#### SOURCE

A digital pen pal is not so different from a pen pal who uses ink. As the nuclear family is no longer the main formation for cohabitation, as villages bleed into suburbs of big cities, there are so many new ways of getting in touch, and we can keep a far greater number of people around for longer, and never be entirely sure, when they disappear, that they’ve disappeared for good. Throughout history, there have been relationships based mostly or entirely on correspondence, often stretching over months or years — certainly by the Victorian era, letter-writing had become a part of daily life.

########

• **REQUIRED WORK**
a - Answer these questions about the passage on pen pals:
(i) What is a digital pen pal said to be not so different from?
(ii) What is no longer the main formation for cohabitation?
(iii) By which era had letter-writing become a part of daily life?
b - Pick up the passage on pen pals after its final sentence and carry it forward.

#### RECORDED INFORMATION

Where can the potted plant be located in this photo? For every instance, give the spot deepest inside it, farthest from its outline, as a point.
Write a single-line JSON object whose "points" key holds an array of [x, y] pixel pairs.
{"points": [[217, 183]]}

########

• **TASK RESPONSES**
a -
(i) A pen pal who uses ink.
(ii) The nuclear family.
(iii) The Victorian era.

b -
The success of the telegraph in the 19th century was considered a product of the growing number of women in the municipal workforce — the job of telegrapher was low-wage and temporary. Women who now found themselves out of the house wanted to hear from their lovers and friends at intervals throughout the day, just as we now check our phones when we’re supposed to be working. In telegraphist Ella Cheever Thayer’s languid 1879 novel Wired Love — which charts Nattie’s correspondence with “C,” a promptly responsive country operator — when the protagonist operator is asked of her office job “Don’t you find the confinement rather irksome?” she replies: “Sometimes, but then there always is someone to talk with on the wire, and in that way a good deal of the time passes.”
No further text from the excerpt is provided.